__Task statement__: Identify every line of the records that contains the word "hillside", and copy each of those lines.

Collection entries:
* begin *

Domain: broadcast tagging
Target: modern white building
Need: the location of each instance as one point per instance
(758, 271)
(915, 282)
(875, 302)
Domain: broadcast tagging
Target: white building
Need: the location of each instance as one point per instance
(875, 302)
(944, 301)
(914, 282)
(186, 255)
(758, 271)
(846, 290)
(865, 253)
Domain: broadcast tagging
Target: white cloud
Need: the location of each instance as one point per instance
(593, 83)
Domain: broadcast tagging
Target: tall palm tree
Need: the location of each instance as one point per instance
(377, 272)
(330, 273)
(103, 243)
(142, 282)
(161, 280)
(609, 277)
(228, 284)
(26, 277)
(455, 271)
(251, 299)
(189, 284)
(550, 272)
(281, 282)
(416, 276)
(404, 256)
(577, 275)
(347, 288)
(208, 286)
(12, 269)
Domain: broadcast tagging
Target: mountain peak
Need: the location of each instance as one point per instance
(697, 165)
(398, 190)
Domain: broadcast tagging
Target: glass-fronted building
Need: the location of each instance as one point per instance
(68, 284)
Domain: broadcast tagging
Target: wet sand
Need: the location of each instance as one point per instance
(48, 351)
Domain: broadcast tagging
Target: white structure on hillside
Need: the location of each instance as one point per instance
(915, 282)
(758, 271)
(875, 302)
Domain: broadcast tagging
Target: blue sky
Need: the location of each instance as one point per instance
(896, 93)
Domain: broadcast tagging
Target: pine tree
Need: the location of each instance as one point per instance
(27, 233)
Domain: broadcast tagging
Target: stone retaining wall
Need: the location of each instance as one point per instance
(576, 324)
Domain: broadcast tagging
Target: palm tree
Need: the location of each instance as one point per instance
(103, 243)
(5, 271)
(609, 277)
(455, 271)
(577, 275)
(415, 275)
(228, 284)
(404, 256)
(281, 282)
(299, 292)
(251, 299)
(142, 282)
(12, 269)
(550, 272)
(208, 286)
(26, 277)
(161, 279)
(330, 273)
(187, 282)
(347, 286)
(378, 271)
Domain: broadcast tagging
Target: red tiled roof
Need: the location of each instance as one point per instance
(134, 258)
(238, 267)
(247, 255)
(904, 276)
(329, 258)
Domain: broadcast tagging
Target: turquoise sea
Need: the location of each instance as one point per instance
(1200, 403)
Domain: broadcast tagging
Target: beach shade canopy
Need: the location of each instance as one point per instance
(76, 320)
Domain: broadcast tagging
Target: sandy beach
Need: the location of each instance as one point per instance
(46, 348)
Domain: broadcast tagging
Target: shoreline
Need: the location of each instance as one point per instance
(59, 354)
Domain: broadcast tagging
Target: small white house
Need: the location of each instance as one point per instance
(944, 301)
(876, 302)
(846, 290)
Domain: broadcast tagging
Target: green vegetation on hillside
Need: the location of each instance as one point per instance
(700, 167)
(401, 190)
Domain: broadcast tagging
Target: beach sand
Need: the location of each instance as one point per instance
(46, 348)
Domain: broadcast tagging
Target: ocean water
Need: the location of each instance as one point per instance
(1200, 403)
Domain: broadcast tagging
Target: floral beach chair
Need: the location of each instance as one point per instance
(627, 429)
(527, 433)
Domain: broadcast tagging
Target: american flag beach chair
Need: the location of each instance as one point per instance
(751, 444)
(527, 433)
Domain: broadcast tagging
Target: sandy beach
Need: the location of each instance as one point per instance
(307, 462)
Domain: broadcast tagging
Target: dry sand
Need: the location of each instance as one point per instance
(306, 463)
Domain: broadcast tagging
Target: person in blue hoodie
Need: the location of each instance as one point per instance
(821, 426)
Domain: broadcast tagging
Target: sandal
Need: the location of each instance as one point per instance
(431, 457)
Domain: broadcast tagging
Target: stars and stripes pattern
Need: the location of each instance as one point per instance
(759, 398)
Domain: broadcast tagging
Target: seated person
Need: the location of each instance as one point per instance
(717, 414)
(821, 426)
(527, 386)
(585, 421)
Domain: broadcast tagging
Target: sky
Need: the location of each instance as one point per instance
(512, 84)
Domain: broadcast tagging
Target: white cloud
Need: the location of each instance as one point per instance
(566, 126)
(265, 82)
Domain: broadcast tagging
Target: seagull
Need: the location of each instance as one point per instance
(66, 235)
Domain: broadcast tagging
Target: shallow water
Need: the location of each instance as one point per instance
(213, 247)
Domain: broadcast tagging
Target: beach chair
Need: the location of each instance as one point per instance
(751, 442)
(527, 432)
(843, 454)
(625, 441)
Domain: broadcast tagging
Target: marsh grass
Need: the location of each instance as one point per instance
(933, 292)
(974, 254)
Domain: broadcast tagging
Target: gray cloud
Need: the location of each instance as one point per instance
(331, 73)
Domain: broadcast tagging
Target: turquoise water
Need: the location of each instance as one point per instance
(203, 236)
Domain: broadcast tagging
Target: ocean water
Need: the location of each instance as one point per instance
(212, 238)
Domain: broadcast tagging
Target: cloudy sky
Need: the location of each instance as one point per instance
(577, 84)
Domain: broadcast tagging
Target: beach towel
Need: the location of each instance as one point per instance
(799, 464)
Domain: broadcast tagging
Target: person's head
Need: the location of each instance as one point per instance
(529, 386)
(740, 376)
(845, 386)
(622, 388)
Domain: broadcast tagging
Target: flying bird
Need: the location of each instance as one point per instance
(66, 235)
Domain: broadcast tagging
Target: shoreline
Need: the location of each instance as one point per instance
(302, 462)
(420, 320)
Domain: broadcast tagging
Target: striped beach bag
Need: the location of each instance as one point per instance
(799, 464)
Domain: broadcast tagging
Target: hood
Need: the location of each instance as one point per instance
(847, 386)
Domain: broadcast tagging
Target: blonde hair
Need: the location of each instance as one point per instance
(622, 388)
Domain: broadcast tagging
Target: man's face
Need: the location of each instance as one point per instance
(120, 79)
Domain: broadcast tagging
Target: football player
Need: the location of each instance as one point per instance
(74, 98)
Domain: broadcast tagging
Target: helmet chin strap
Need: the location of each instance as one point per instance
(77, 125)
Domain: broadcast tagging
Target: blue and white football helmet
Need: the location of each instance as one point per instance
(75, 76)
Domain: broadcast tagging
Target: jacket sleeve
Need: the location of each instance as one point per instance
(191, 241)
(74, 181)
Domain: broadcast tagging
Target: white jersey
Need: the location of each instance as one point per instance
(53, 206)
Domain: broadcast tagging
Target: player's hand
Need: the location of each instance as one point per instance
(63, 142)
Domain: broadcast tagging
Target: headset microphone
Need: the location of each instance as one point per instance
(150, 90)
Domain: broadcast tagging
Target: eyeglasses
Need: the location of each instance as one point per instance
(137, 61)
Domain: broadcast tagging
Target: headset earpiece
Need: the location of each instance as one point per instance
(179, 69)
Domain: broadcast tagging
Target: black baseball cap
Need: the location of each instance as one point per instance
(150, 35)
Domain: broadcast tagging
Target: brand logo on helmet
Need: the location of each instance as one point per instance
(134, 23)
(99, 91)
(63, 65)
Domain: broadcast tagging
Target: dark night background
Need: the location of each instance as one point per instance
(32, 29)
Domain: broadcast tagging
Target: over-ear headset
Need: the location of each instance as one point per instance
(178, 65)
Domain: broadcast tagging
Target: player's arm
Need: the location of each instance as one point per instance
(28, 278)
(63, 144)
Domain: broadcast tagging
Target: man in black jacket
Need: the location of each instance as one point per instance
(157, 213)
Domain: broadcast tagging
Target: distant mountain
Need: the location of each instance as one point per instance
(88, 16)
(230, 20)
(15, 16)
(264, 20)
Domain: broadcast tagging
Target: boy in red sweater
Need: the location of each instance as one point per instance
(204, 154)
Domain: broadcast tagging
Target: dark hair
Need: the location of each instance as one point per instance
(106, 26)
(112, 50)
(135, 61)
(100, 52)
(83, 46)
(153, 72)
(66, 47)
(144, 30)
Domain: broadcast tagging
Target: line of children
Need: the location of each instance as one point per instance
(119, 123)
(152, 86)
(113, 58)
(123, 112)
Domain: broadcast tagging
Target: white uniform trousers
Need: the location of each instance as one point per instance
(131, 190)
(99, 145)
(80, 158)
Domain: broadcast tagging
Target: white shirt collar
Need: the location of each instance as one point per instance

* end *

__The solution__:
Target: white structure on hillside
Target: green vegetation on hillside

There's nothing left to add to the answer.